- YOUR ASSIGNMENT
For this task, output every entry below exactly and omit the pictures.

- SUPPLIED INFORMATION
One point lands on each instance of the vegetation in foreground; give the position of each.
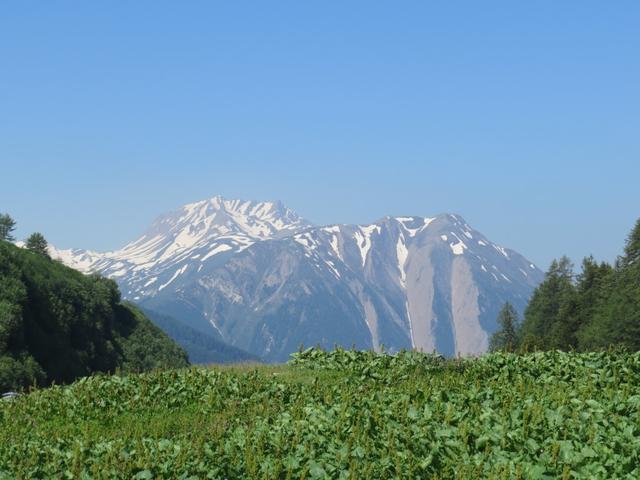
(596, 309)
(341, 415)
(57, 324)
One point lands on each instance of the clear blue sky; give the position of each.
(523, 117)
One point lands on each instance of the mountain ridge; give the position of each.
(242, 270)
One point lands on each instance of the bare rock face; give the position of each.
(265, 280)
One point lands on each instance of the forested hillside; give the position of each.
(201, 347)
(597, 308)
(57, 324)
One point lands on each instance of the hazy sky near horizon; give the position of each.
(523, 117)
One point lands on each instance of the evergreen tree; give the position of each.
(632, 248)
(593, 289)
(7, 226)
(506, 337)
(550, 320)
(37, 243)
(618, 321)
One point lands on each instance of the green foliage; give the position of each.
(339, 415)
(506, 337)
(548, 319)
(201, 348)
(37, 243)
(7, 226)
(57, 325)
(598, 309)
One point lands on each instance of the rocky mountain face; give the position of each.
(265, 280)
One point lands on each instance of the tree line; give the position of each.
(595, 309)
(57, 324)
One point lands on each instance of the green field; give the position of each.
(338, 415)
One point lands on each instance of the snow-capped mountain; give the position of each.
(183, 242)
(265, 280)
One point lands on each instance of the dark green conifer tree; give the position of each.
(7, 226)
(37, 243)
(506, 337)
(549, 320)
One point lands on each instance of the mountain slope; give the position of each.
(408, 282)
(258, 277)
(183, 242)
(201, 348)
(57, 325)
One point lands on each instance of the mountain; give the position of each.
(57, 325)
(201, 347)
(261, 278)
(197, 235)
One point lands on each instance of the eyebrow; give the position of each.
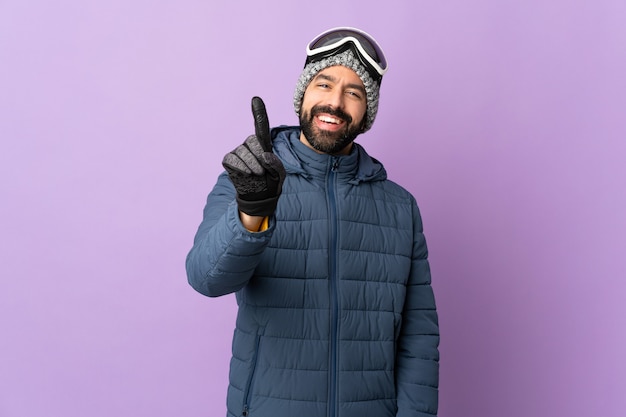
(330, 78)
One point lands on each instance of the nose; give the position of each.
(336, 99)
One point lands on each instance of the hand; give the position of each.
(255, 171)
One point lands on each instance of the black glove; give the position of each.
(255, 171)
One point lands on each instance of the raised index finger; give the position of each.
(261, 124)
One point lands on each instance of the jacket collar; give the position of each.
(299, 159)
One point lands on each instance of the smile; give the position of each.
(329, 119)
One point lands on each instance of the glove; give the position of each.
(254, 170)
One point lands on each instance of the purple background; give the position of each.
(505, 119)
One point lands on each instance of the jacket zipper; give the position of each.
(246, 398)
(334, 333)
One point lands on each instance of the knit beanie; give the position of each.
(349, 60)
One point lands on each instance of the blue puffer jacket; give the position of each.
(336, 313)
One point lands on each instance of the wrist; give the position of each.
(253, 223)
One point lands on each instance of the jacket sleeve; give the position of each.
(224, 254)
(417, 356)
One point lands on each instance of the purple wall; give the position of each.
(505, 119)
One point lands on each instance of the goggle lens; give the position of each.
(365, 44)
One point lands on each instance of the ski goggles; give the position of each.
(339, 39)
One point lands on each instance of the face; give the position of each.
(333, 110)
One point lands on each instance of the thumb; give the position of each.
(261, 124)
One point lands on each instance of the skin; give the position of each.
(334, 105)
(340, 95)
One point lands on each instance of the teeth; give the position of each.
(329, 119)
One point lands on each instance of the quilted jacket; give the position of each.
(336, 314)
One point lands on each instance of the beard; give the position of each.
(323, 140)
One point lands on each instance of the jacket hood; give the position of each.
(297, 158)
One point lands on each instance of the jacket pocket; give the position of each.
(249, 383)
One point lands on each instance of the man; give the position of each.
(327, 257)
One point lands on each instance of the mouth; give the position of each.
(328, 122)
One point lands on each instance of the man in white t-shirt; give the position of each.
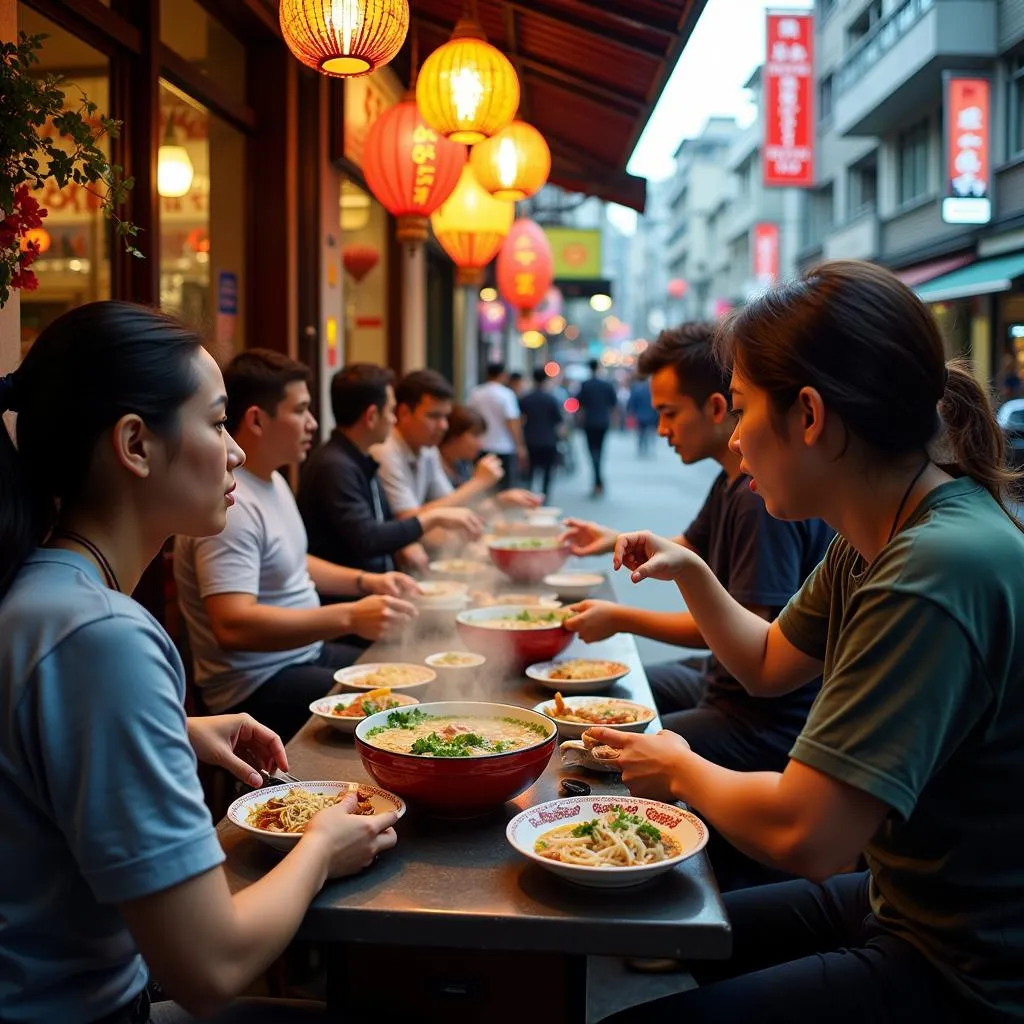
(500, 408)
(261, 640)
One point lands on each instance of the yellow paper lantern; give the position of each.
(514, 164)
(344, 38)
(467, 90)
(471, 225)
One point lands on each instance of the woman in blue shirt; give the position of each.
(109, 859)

- EXERCISE RESULT
One point lands on each instance of the vegetation in foreground; give the position of each.
(596, 309)
(341, 415)
(57, 324)
One point lands on each instance of the clear blue sky; give the position of each.
(523, 117)
One point lands on each instance of the mountain ridge; give the position of each.
(242, 270)
One point lands on each instance of the bare rock face; give the position of each.
(265, 280)
One point lands on each instance of the forested hillside; give the position of each.
(201, 347)
(597, 308)
(57, 324)
One point lands on each instance of the hazy sky near horizon; give the position of each.
(523, 117)
One point lands on each instance of the evergreen tree; give the position of each.
(632, 248)
(593, 289)
(7, 226)
(506, 337)
(550, 320)
(37, 243)
(618, 321)
One point lands on each instance of the green foliage; give the position of each.
(339, 415)
(506, 337)
(548, 319)
(201, 348)
(37, 243)
(7, 226)
(57, 325)
(598, 309)
One point lands on each instance of the rocky mountain face; give the position of each.
(265, 280)
One point lands on each instance of the tree line; give the position of each.
(595, 309)
(57, 324)
One point lands on each instance of the green field; give the position of each.
(338, 415)
One point lands on each instance of the snow-capped mountain; give the position of each.
(183, 242)
(265, 280)
One point lands on each instance of the dark green conifer tree; give the position of each.
(7, 226)
(37, 243)
(506, 337)
(549, 320)
One point lands on each instance of the mountain slope; give the position of each.
(408, 282)
(258, 277)
(183, 242)
(201, 348)
(57, 325)
One point lands on each instance of the mountain; give the position of each.
(57, 325)
(201, 347)
(261, 278)
(197, 235)
One point lands on each instance of the eyebrow; give the position of each.
(330, 78)
One point lands on each instance of the nose; give the position of each.
(336, 99)
One point lands on each instance of the hand; give the position of each.
(255, 171)
One point lands on each instance of the black glove; give the position of each.
(255, 171)
One point lands on each instance of the raised index finger; give the position of each.
(261, 124)
One point lands on each instance of the jacket collar; give the position of each.
(299, 159)
One point lands on each instance of the smile; give the position of each.
(329, 119)
One point lands on each instance of the glove; give the position of each.
(254, 170)
One point lands on each instance of the purple background; give the position of each.
(505, 119)
One point lands on each instance of the jacket zipper; give the position of each.
(246, 398)
(334, 333)
One point lands on each instance of the knit beanie; give the position of each.
(349, 60)
One point lands on each instance of the blue puffer jacket; give the position of each.
(336, 313)
One point lands on each instance of the wrist; give the position of each.
(253, 223)
One point lands on each instance of the jacket sleeve; give the position of each.
(224, 254)
(417, 356)
One point lands on each instance of the purple wall; give the position of each.
(505, 119)
One point lands on each instance of the goggle lens; give the position of each.
(365, 44)
One point lands on each instance of the ski goggles; give the position of each.
(339, 39)
One point lands on each instance of the face; give the position of each.
(333, 110)
One point lands on each instance of the thumb; give the position of each.
(261, 124)
One point lands on each instance of the skin; give the position of each.
(334, 105)
(340, 95)
One point lands on each instance of the teeth; give the position of each.
(329, 119)
One point lands on each instance of the quilted jacket; give the position of each.
(336, 314)
One point lands on each instance of the beard; give the position of each.
(323, 140)
One point lands on each instance of the jacket hood; give the position of each.
(297, 158)
One point lands on each instance of the jacket pocket; give the position of each.
(249, 383)
One point lands on each instance of the man; give the position of each.
(327, 257)
One point lands on each instance of the mouth; give the position of each.
(328, 122)
One point lands on each instance of the man in white t-shirt; give the position of each.
(500, 408)
(261, 640)
One point lands on each instance of the yellow paper lantern; give the position of each.
(514, 164)
(344, 38)
(467, 90)
(471, 225)
One point lands on each instance of the woman in blue shirt; give the position of each.
(109, 859)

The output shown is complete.